DATASET ROWS:

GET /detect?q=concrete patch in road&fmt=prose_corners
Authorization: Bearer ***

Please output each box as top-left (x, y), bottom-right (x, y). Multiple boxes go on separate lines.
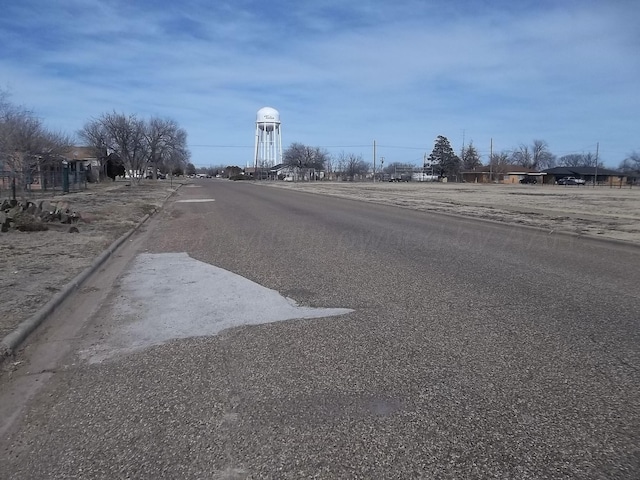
top-left (79, 253), bottom-right (353, 363)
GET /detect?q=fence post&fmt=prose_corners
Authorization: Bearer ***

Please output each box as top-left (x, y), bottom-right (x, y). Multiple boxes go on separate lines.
top-left (62, 160), bottom-right (69, 193)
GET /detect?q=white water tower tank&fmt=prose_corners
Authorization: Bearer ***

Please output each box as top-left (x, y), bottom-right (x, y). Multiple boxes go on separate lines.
top-left (256, 107), bottom-right (280, 131)
top-left (254, 107), bottom-right (282, 168)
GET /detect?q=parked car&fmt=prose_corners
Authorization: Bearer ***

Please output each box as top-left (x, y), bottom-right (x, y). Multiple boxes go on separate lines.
top-left (556, 177), bottom-right (587, 185)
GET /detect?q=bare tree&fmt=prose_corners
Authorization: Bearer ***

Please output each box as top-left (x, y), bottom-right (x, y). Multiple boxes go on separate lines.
top-left (558, 152), bottom-right (603, 171)
top-left (338, 152), bottom-right (369, 182)
top-left (531, 140), bottom-right (556, 170)
top-left (282, 143), bottom-right (330, 178)
top-left (0, 92), bottom-right (71, 192)
top-left (78, 112), bottom-right (190, 183)
top-left (489, 152), bottom-right (510, 181)
top-left (145, 117), bottom-right (189, 180)
top-left (511, 140), bottom-right (556, 170)
top-left (619, 152), bottom-right (640, 175)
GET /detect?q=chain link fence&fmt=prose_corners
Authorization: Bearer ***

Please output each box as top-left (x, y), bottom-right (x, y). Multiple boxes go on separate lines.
top-left (0, 163), bottom-right (87, 199)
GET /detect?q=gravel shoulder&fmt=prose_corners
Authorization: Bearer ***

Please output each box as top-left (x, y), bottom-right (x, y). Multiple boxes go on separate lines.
top-left (265, 182), bottom-right (640, 245)
top-left (0, 180), bottom-right (640, 350)
top-left (0, 180), bottom-right (182, 338)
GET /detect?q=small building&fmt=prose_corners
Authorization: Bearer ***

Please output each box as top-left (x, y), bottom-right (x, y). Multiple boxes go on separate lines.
top-left (542, 167), bottom-right (627, 186)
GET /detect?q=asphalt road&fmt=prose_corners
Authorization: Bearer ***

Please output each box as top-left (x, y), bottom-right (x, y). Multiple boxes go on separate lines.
top-left (0, 180), bottom-right (640, 479)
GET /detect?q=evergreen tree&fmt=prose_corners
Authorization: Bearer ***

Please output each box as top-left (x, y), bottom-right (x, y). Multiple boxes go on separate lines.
top-left (462, 142), bottom-right (482, 170)
top-left (429, 135), bottom-right (462, 177)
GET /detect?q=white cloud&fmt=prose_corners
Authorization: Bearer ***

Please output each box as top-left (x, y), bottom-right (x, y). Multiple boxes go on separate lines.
top-left (0, 0), bottom-right (640, 164)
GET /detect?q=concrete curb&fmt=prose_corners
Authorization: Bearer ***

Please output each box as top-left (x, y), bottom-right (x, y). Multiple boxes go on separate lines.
top-left (0, 185), bottom-right (182, 356)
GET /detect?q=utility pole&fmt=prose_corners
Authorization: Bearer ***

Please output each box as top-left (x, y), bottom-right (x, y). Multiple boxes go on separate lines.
top-left (373, 140), bottom-right (376, 183)
top-left (489, 137), bottom-right (493, 183)
top-left (593, 142), bottom-right (600, 188)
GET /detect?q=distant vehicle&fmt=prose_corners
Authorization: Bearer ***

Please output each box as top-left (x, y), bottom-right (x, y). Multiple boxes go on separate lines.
top-left (556, 177), bottom-right (587, 185)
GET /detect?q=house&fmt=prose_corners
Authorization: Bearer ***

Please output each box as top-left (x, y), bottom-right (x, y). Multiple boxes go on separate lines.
top-left (460, 164), bottom-right (542, 183)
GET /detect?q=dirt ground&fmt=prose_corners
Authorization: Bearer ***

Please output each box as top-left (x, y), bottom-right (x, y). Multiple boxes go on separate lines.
top-left (0, 180), bottom-right (181, 338)
top-left (0, 180), bottom-right (640, 350)
top-left (271, 182), bottom-right (640, 245)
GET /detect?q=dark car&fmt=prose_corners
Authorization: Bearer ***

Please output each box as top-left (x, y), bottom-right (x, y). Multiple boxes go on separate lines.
top-left (556, 177), bottom-right (587, 185)
top-left (520, 176), bottom-right (538, 185)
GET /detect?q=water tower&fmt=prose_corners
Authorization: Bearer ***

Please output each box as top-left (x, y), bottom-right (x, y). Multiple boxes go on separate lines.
top-left (254, 107), bottom-right (282, 168)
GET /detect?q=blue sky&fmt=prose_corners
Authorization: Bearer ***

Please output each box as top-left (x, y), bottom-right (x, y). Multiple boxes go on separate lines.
top-left (0, 0), bottom-right (640, 166)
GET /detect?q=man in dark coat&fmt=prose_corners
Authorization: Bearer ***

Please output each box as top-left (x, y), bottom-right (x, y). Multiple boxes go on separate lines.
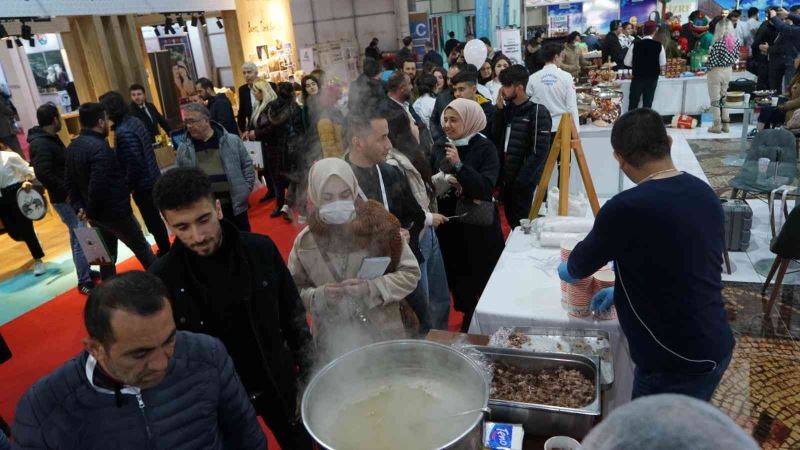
top-left (195, 78), bottom-right (239, 136)
top-left (13, 271), bottom-right (267, 450)
top-left (28, 103), bottom-right (94, 294)
top-left (236, 62), bottom-right (258, 133)
top-left (150, 168), bottom-right (311, 450)
top-left (495, 65), bottom-right (552, 228)
top-left (130, 84), bottom-right (172, 142)
top-left (64, 103), bottom-right (155, 280)
top-left (347, 58), bottom-right (386, 112)
top-left (100, 91), bottom-right (169, 256)
top-left (602, 20), bottom-right (625, 68)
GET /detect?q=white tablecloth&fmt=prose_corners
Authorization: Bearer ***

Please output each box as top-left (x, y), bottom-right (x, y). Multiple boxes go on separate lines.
top-left (469, 228), bottom-right (633, 415)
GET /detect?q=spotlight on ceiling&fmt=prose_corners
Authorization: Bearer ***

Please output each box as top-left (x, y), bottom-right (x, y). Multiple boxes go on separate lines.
top-left (20, 22), bottom-right (33, 39)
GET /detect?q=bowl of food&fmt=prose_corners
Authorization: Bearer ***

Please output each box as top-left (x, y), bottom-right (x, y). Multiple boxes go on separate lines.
top-left (301, 340), bottom-right (489, 450)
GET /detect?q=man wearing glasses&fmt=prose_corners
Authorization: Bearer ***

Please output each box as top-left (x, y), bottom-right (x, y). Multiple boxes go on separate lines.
top-left (176, 103), bottom-right (256, 231)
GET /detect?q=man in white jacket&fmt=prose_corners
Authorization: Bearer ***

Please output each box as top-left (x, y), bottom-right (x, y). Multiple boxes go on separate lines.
top-left (525, 43), bottom-right (580, 131)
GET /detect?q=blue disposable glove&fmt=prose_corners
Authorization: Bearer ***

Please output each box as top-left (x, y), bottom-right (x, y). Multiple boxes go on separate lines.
top-left (592, 287), bottom-right (614, 312)
top-left (558, 261), bottom-right (580, 284)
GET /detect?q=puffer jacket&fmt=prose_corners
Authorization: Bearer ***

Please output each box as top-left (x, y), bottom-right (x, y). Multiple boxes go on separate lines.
top-left (13, 331), bottom-right (267, 450)
top-left (28, 127), bottom-right (67, 203)
top-left (175, 122), bottom-right (256, 214)
top-left (64, 129), bottom-right (133, 221)
top-left (114, 114), bottom-right (161, 192)
top-left (495, 100), bottom-right (552, 189)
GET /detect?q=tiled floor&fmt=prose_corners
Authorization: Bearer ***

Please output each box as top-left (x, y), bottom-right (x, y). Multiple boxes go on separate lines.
top-left (679, 134), bottom-right (800, 450)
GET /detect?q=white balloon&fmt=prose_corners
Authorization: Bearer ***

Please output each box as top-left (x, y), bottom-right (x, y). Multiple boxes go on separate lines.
top-left (464, 39), bottom-right (489, 70)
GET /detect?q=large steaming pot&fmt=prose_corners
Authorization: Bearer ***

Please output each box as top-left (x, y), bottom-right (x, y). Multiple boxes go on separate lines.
top-left (302, 340), bottom-right (489, 450)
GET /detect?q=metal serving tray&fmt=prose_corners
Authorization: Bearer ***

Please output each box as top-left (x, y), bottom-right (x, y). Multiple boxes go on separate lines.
top-left (473, 346), bottom-right (602, 440)
top-left (490, 327), bottom-right (614, 390)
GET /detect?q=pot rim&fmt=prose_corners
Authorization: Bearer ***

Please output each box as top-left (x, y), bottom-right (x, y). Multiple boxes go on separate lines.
top-left (300, 339), bottom-right (490, 450)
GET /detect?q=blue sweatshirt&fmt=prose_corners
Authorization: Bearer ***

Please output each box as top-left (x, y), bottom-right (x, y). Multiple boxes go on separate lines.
top-left (568, 174), bottom-right (734, 373)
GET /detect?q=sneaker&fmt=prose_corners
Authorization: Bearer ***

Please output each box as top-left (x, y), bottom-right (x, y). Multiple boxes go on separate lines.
top-left (78, 283), bottom-right (94, 295)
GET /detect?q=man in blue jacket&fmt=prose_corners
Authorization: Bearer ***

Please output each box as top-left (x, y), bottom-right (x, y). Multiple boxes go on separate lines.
top-left (558, 108), bottom-right (734, 401)
top-left (13, 272), bottom-right (267, 450)
top-left (64, 103), bottom-right (156, 280)
top-left (100, 91), bottom-right (169, 256)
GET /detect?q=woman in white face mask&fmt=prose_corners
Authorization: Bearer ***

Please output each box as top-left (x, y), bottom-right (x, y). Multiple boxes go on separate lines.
top-left (288, 158), bottom-right (420, 358)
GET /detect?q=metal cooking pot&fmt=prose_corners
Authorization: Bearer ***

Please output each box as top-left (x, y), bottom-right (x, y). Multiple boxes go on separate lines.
top-left (302, 340), bottom-right (489, 450)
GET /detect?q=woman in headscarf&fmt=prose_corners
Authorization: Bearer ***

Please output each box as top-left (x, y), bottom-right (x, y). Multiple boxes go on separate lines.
top-left (434, 98), bottom-right (504, 331)
top-left (288, 158), bottom-right (420, 357)
top-left (252, 81), bottom-right (303, 221)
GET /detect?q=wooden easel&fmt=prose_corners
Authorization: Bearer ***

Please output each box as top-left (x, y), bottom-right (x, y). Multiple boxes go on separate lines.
top-left (528, 113), bottom-right (600, 220)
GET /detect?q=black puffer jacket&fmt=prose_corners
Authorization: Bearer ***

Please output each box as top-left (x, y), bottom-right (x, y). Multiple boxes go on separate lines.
top-left (64, 130), bottom-right (133, 221)
top-left (495, 100), bottom-right (552, 188)
top-left (13, 331), bottom-right (267, 450)
top-left (149, 221), bottom-right (311, 419)
top-left (28, 127), bottom-right (67, 203)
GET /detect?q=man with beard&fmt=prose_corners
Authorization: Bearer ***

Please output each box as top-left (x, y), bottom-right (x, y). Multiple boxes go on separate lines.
top-left (150, 168), bottom-right (311, 450)
top-left (64, 103), bottom-right (155, 280)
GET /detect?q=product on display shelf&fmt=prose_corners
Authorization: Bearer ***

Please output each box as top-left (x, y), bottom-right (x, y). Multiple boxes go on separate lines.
top-left (483, 422), bottom-right (525, 450)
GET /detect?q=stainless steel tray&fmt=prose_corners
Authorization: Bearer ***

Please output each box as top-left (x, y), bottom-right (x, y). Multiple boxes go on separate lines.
top-left (490, 327), bottom-right (614, 389)
top-left (472, 346), bottom-right (602, 439)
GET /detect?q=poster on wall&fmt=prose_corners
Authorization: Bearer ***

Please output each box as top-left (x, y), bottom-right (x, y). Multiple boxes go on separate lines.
top-left (547, 3), bottom-right (583, 37)
top-left (158, 36), bottom-right (197, 104)
top-left (581, 0), bottom-right (620, 34)
top-left (619, 0), bottom-right (661, 24)
top-left (28, 50), bottom-right (70, 93)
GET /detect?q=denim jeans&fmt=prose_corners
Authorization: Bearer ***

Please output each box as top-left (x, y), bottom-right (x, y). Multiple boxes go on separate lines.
top-left (631, 352), bottom-right (733, 401)
top-left (91, 213), bottom-right (156, 280)
top-left (53, 203), bottom-right (92, 284)
top-left (419, 227), bottom-right (450, 330)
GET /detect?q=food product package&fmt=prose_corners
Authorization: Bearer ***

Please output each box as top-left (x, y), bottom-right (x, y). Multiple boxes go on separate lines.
top-left (483, 422), bottom-right (525, 450)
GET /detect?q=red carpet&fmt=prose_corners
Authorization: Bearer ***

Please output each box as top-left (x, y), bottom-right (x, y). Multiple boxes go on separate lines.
top-left (0, 191), bottom-right (508, 448)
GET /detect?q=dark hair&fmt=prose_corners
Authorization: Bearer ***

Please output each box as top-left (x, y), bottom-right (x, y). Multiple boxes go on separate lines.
top-left (153, 167), bottom-right (214, 213)
top-left (386, 71), bottom-right (408, 92)
top-left (362, 58), bottom-right (381, 78)
top-left (300, 75), bottom-right (320, 101)
top-left (36, 103), bottom-right (61, 127)
top-left (83, 270), bottom-right (167, 345)
top-left (450, 70), bottom-right (478, 86)
top-left (78, 102), bottom-right (107, 128)
top-left (100, 91), bottom-right (128, 126)
top-left (194, 78), bottom-right (214, 89)
top-left (500, 64), bottom-right (530, 87)
top-left (414, 75), bottom-right (436, 97)
top-left (275, 81), bottom-right (294, 100)
top-left (539, 42), bottom-right (564, 63)
top-left (431, 67), bottom-right (447, 89)
top-left (611, 108), bottom-right (670, 167)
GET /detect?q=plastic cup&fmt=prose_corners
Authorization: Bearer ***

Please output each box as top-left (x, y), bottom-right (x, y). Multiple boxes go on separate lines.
top-left (544, 436), bottom-right (583, 450)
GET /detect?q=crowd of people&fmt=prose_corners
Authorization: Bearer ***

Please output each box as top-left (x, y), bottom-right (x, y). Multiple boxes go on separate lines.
top-left (0, 18), bottom-right (772, 449)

STATED EXERCISE:
Rewrite the stretch of the listing above, from the line containing "GET /detect?q=man in white" through the line containing "top-left (495, 100), bottom-right (552, 189)", as a numbered list that leaves out the blank lines.

PROBLEM SOLUTION:
1. GET /detect?q=man in white jacket&fmt=prose_corners
2. Authorization: Bearer ***
3. Please output each box as top-left (x, y), bottom-right (x, y). Multiple boxes go on separate lines.
4. top-left (525, 43), bottom-right (580, 131)
5. GET /detect?q=blue disposable glove&fmt=prose_corners
6. Authorization: Bearer ***
7. Please output each box as top-left (x, y), bottom-right (x, y). Multiple boxes go on separate lines.
8. top-left (592, 287), bottom-right (614, 312)
9. top-left (558, 261), bottom-right (580, 284)
10. GET /detect?q=puffer jacket&fmt=prose_corners
11. Authorization: Bearer ***
12. Please output each box as top-left (x, y), bottom-right (x, y). Multiple boxes go on separate lines.
13. top-left (13, 331), bottom-right (267, 450)
14. top-left (28, 127), bottom-right (67, 203)
15. top-left (175, 122), bottom-right (256, 214)
16. top-left (64, 129), bottom-right (133, 221)
17. top-left (114, 114), bottom-right (161, 192)
18. top-left (495, 100), bottom-right (552, 189)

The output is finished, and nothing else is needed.